**EXERCISE GOAL**
Copy out the line that contains "Detect green foliage." and the lines after it through the final one in the entries below, exactly, with no other lines.

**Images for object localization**
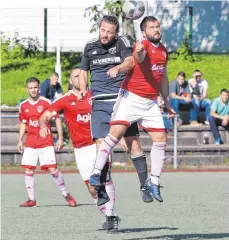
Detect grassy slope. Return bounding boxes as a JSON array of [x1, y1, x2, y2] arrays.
[[1, 54, 229, 106]]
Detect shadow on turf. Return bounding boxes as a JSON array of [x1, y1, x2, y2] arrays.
[[37, 203, 93, 207], [97, 227, 178, 233], [125, 233, 229, 240]]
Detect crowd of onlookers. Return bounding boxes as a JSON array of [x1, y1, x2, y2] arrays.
[[166, 69, 229, 144], [19, 69, 229, 145]]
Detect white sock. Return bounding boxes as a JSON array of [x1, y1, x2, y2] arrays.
[[93, 135, 118, 175], [105, 181, 116, 216], [51, 169, 68, 197], [150, 142, 166, 185], [92, 195, 106, 215], [25, 172, 35, 201]]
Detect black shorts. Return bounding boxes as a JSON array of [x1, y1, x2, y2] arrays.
[[91, 100, 139, 140]]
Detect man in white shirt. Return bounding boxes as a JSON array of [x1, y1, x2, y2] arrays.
[[188, 70, 211, 124]]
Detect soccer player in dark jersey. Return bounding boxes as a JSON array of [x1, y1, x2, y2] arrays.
[[79, 15, 153, 230]]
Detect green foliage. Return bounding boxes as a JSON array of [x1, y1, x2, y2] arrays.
[[0, 33, 40, 60], [169, 32, 199, 62], [84, 0, 123, 33]]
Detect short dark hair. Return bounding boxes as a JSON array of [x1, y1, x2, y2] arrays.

**TASK OUTPUT**
Detect green foliage. Return bounding boxes as a JSON array of [x1, y1, x2, y2] arrays.
[[0, 33, 40, 60], [169, 32, 199, 62], [84, 0, 123, 33]]
Detect short dark hair. Return bounding boxes as a JSON array of [x1, y1, x2, y2] arrays.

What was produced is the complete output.